Can you copy the taxi-driver comments, word for word, from "As to whether" to "non-smoking public ..."?

- **TEXT PASSAGE**
-- -- --
I would like to make note also that I strongly doubt that Taxi drivers think of themselves as freedom-fighters. If they do, I'd be interested to know what this particular would be. Two points that are clear is that brandishing a fire-arm does not make one a freedom fighter nor are fire-arms necessary in the fight for freedom (i.e. Ghandi in India, MLK in the US, Kaunda in Zambia, etc.) When the choice to arm is taken by a freedom-fighting movement (i.e. it has usually been specifically in retaliation to the armed and unjust opponents to the freedom cause). To go around threatening people with your gun is tantamount to terrorism .

As to whether the government takes the situation with Taxi's seriously ... there is a taxi recapitalization programme in discussion but the matter of Taxi drivers and associations is quite complex. Certainly not as simple a fix as taxing a couple of tobacco conglomerates or protecting the rest of the tax paying non-smoking public ...

Billy Einkamerer said...

Hi Simunza,

My reference to freedom fighters was in particular to freedom from obeying any authority when it comes to the road, and resisting these authorities, sometimes with violence.
-- -- --
- **STUDY MATERIAL**

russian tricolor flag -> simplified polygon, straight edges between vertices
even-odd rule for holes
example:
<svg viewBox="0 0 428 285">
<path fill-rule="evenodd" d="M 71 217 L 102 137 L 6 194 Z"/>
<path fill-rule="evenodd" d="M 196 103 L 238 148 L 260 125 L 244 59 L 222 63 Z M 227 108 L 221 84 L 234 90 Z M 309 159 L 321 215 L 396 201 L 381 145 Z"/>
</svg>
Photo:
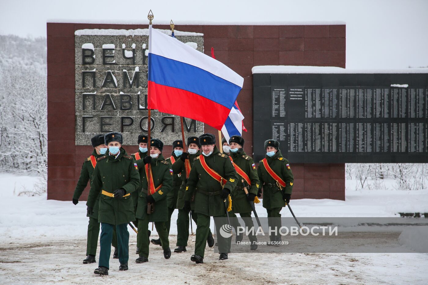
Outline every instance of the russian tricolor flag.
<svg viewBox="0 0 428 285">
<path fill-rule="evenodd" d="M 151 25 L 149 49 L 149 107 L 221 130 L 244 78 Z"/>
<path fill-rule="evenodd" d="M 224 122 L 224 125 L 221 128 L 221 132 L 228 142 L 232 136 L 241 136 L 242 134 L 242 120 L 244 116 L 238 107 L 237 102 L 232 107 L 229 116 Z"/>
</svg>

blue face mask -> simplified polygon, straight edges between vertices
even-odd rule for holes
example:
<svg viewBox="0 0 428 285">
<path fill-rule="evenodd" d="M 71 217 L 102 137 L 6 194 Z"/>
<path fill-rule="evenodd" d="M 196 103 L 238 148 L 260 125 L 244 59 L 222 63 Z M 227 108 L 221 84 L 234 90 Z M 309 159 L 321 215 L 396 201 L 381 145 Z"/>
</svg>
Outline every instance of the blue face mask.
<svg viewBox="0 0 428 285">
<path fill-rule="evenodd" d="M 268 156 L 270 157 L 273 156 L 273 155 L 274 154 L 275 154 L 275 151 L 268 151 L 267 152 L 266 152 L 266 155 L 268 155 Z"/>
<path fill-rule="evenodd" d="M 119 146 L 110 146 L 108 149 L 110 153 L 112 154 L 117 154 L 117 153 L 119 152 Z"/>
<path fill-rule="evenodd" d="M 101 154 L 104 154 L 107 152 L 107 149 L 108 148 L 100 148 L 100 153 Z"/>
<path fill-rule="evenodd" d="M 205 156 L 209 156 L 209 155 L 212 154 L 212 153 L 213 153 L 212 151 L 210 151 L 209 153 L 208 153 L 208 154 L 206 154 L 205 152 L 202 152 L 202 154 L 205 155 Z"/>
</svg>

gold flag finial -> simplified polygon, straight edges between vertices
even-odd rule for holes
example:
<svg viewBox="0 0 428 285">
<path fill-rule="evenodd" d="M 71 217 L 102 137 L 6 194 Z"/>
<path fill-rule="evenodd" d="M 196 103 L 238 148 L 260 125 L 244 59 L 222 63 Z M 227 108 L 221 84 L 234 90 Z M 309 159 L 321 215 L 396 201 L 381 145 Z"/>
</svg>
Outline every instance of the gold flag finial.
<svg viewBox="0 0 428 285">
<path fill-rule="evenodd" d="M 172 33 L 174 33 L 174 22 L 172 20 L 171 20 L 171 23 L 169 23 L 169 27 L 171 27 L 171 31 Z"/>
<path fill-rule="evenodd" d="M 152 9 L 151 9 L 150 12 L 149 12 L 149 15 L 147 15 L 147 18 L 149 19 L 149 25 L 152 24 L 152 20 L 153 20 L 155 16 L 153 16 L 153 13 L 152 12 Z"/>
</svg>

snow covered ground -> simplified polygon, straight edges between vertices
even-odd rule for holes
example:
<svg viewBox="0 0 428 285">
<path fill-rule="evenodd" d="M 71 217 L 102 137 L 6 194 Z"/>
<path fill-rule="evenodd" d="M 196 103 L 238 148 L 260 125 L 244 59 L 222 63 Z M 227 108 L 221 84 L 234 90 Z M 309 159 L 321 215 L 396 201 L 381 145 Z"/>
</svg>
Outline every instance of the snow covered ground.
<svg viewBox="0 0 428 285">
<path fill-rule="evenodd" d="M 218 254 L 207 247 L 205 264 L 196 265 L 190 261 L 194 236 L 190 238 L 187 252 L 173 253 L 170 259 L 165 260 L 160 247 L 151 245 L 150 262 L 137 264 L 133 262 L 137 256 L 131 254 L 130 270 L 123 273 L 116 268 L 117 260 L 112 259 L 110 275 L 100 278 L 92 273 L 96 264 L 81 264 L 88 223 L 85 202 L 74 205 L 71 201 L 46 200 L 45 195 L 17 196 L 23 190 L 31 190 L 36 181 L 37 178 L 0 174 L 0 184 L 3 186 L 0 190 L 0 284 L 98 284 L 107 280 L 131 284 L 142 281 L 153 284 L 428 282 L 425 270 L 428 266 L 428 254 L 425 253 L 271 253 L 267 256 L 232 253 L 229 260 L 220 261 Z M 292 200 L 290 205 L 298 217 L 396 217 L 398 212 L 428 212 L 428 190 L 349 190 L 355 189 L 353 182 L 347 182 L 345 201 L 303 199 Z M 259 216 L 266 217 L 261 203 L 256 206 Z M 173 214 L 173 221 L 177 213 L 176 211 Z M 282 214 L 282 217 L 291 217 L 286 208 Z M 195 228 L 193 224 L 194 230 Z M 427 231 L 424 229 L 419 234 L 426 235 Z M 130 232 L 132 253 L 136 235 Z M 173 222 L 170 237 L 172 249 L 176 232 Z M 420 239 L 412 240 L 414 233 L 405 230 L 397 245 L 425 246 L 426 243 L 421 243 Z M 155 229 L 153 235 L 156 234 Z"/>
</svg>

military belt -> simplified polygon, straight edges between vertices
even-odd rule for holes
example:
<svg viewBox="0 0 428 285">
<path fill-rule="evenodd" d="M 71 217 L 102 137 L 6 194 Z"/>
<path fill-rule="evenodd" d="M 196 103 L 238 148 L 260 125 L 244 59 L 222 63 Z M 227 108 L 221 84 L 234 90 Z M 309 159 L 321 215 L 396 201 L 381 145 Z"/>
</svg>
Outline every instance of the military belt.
-- -- --
- **EXERCISE ANSWER**
As to whether the government takes the situation with Taxi's seriously ... there is a taxi recapitalization programme in discussion but the matter of Taxi drivers and associations is quite complex. Certainly not as simple a fix as taxing a couple of tobacco conglomerates or protecting the rest of the tax paying non-smoking public ...